*DIRECTIONS FOR THIS TASK*
Write out the passage of the attorney's statement word for word, starting with "Annual Report" and going on through "their stories firsthand.".

*DOCUMENT SEGMENT*
※ ※ ※

Annual Report
Statement of Jonathan H. Pyle, Attorney, Burke Pyle LLC, Philadelphia
May 23, 2006
Good morning. I am an attorney representing 146 torture victims in a class action lawsuit against the private contractors, Titan Corporation and CACI International that supplied interrogators and translators to the United States military in Iraq. Our legal team has traveled to Amman, Jordan, several times to meet with our clients and hear their stories firsthand.
The government hired a contractor, CACI International, Inc., to supply 36 interrogators to the Abu Ghraib prison and other facilities in Iraq. Interrogators instructed soldiers to “soften up” prisoners for interrogation. One of our clients was stripped naked and suspended by his handcuffs from the bars of his cell overnight. On another occasion, he was subjected to extremely loud noise, consisting of a few seconds of a rock song played in a loop from night until morning. When he asked a guard for medical attention for a wound on his hand, he was told that his interrogator would decide whether he received medical treatment. Another of our clients, a 17-year-old boy, was kept handcuffed and hooded in a wooden box for two weeks. He was taken out of his box only to use the bathroom twice a day or to be interrogated. The guards stationed in the bathroom made him strip naked and wash the bathroom while the guards looked on. His handcuffs, which were kept on all day and night, were so tight that his wrists bled. When he managed to get medical treatment for his wrists, he asked the doctor if the handcuffs could be made less tight. The doctor told him no, because such decisions were up to the interrogator.

※ ※ ※

*EXCERPTED DATA*

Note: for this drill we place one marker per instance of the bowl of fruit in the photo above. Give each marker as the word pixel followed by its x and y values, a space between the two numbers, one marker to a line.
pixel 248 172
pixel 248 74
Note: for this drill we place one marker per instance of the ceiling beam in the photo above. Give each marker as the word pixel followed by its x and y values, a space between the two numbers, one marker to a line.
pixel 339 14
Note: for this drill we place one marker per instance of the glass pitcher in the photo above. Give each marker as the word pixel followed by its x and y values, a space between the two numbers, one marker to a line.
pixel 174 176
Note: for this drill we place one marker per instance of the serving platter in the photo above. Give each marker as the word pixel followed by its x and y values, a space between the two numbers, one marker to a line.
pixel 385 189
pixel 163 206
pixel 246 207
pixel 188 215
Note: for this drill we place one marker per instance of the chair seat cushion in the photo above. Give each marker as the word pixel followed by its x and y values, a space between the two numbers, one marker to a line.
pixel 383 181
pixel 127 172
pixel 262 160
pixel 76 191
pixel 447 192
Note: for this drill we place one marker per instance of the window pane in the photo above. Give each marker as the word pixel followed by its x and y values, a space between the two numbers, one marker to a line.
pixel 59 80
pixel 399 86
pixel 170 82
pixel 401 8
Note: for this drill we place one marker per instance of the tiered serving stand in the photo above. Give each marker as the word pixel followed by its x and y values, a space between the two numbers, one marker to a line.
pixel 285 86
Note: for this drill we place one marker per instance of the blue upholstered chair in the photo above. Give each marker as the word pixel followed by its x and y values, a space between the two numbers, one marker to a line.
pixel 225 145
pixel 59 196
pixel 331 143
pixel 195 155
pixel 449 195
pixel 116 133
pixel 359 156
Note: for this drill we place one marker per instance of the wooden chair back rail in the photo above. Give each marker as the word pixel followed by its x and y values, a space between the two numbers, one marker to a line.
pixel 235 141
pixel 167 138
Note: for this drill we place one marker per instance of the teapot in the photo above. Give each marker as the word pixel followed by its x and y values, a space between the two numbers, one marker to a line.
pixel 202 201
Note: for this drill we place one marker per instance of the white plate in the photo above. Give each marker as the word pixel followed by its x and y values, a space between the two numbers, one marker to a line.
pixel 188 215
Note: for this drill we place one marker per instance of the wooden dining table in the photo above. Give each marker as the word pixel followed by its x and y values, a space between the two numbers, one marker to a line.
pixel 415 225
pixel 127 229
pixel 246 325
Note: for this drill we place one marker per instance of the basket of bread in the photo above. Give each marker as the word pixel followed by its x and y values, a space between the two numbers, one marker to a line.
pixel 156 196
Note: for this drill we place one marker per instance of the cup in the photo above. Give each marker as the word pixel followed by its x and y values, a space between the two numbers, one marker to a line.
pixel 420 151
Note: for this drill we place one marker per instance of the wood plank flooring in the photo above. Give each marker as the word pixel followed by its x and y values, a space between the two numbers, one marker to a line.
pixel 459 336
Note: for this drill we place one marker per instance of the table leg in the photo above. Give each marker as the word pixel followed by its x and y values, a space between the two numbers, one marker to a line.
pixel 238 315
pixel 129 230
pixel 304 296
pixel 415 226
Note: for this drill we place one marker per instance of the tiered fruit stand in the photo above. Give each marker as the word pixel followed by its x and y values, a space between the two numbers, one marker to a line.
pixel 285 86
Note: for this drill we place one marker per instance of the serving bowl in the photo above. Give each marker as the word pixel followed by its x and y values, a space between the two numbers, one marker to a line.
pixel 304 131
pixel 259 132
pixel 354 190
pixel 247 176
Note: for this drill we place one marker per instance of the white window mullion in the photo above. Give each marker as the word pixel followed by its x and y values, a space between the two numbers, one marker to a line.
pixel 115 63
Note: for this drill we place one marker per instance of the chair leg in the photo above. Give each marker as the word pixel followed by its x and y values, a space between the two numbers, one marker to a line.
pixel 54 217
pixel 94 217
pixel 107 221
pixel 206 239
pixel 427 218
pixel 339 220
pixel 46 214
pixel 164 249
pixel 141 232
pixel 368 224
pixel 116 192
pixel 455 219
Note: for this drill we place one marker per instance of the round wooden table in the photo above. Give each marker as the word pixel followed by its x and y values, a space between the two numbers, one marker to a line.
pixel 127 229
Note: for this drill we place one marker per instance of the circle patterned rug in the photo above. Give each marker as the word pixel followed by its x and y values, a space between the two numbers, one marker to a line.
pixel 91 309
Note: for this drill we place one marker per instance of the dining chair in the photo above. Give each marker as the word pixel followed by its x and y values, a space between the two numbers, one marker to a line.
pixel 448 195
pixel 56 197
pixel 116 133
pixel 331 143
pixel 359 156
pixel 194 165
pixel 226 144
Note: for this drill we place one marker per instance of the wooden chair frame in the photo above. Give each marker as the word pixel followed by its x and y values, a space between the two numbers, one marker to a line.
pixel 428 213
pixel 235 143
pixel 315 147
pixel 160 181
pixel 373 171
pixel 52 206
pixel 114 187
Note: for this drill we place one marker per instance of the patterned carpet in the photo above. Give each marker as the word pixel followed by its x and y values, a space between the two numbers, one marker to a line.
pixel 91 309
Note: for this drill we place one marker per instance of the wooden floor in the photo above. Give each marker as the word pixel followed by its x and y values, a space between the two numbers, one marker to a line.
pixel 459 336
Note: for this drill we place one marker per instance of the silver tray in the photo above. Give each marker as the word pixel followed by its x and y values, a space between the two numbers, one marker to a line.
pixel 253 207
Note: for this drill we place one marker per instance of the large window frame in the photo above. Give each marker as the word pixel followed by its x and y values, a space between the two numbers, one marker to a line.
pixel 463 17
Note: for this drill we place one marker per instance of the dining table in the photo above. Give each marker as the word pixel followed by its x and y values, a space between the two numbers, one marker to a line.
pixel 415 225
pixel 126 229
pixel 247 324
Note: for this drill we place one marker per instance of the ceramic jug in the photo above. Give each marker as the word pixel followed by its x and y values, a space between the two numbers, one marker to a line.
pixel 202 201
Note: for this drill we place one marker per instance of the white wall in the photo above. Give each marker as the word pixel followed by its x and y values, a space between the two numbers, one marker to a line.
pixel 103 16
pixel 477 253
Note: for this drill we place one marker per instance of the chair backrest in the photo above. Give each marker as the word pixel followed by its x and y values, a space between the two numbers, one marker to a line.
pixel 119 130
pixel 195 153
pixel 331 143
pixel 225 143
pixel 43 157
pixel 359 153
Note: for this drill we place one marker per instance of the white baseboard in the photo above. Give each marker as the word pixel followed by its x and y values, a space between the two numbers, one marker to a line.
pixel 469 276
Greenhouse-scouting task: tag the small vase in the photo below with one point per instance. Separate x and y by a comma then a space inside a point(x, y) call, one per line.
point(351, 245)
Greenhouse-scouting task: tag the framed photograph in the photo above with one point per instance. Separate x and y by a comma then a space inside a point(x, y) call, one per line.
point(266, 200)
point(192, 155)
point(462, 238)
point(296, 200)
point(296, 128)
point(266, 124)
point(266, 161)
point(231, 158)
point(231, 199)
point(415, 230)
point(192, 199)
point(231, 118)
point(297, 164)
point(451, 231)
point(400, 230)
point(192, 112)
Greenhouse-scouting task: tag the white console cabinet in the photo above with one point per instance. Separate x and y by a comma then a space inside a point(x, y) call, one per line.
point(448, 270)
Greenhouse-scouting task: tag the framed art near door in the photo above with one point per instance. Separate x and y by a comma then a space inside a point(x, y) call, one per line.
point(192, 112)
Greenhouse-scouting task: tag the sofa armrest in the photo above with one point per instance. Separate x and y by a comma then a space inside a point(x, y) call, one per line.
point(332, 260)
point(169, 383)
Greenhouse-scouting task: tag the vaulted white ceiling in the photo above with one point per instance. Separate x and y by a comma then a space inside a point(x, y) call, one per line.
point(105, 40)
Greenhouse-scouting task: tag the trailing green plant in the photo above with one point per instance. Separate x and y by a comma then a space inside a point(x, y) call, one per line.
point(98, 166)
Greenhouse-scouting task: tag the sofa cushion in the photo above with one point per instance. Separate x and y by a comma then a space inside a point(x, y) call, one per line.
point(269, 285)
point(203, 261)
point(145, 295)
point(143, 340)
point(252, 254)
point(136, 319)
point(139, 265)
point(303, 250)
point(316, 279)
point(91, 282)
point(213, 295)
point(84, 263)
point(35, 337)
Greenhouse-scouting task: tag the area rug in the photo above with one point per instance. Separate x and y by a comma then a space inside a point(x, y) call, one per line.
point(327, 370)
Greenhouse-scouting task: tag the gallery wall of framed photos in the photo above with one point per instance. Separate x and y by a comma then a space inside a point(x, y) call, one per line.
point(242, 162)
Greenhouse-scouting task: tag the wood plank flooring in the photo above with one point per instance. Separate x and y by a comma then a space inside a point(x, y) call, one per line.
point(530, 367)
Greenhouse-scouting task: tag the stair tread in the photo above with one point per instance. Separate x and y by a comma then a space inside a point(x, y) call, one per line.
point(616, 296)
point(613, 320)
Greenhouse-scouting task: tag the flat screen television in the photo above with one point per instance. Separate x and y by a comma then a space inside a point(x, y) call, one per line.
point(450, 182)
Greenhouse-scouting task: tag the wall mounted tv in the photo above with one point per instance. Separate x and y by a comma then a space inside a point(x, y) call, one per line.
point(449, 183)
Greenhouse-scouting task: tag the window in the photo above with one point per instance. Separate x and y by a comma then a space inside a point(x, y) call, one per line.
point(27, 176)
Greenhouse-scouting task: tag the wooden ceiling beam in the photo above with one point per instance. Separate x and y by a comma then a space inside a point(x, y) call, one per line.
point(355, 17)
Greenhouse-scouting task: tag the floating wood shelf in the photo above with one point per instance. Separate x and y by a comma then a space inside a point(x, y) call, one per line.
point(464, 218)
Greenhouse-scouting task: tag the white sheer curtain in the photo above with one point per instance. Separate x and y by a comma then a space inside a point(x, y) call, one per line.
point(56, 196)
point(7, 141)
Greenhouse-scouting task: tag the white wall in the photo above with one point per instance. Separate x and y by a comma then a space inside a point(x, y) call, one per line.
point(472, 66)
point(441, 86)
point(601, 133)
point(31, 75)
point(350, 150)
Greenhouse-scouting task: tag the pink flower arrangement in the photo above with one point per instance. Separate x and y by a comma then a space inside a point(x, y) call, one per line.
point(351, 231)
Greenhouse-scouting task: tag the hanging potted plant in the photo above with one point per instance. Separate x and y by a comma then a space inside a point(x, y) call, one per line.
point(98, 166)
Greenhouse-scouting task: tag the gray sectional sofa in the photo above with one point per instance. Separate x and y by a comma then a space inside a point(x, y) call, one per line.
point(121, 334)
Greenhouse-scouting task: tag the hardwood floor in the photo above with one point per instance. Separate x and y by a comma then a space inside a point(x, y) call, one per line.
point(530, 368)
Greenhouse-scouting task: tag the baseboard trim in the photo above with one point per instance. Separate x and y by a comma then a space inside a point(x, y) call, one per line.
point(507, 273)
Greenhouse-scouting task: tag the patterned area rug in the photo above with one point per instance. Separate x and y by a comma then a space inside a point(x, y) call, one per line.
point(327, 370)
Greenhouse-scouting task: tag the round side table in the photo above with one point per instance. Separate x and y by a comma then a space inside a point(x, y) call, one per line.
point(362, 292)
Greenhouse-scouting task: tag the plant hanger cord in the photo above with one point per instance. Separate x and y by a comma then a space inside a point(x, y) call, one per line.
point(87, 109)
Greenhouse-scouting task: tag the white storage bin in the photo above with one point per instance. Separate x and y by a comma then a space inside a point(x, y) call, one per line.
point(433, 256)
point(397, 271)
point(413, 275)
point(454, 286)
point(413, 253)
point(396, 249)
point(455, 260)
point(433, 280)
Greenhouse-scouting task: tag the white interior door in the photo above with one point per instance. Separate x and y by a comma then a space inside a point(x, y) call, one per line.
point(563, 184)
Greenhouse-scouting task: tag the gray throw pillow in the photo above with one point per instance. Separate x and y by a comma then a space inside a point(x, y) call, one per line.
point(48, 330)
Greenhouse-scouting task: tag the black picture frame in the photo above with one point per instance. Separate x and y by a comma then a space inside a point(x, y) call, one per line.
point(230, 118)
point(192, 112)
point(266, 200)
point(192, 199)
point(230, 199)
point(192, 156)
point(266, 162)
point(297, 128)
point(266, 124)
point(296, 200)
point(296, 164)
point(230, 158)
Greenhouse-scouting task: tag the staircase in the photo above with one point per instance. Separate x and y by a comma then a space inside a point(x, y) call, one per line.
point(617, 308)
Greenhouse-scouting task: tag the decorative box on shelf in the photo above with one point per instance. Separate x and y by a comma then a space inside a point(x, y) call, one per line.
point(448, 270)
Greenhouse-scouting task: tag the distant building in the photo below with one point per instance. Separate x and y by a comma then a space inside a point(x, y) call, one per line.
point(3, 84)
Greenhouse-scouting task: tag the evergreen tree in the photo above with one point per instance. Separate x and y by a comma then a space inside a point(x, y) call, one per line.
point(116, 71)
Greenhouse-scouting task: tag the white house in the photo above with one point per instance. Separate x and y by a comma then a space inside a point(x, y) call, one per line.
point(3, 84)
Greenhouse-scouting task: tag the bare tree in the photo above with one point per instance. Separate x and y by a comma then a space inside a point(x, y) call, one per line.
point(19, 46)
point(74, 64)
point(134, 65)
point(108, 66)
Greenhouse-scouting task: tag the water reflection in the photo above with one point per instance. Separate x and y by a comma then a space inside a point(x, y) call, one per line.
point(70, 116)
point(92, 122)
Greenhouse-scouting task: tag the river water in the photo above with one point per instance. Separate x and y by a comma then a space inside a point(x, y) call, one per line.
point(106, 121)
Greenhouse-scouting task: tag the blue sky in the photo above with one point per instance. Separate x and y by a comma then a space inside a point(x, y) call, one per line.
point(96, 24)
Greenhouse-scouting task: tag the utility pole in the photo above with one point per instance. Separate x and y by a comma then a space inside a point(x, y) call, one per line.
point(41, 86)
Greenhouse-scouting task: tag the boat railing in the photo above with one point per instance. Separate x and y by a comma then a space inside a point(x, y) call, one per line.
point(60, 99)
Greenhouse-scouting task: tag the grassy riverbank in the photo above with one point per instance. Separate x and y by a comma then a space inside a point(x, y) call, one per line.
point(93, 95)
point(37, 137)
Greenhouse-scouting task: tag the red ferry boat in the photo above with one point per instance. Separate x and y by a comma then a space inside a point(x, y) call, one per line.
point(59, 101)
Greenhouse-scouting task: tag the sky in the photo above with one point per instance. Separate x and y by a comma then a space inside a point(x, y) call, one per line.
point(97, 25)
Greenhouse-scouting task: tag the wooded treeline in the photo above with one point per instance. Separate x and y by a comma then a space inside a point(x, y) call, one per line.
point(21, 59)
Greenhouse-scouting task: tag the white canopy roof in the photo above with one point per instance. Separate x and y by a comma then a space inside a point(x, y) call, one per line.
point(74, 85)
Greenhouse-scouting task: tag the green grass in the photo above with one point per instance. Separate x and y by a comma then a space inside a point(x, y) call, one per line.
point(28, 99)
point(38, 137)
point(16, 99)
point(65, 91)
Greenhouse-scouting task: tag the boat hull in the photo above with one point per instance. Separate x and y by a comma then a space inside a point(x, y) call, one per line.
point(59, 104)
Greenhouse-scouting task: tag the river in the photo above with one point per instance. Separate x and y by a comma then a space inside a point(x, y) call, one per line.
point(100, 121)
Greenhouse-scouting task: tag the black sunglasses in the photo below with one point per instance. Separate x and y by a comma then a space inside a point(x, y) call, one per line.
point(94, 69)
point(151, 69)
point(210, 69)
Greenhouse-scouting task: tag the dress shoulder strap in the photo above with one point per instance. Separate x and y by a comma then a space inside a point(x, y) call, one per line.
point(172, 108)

※ ※ ※

*SOLUTION TO THIS PROBLEM*
Annual Report
Statement of Jonathan H. Pyle, Attorney, Burke Pyle LLC, Philadelphia
May 23, 2006
Good morning. I am an attorney representing 146 torture victims in a class action lawsuit against the private contractors, Titan Corporation and CACI International that supplied interrogators and translators to the United States military in Iraq. Our legal team has traveled to Amman, Jordan, several times to meet with our clients and hear their stories firsthand.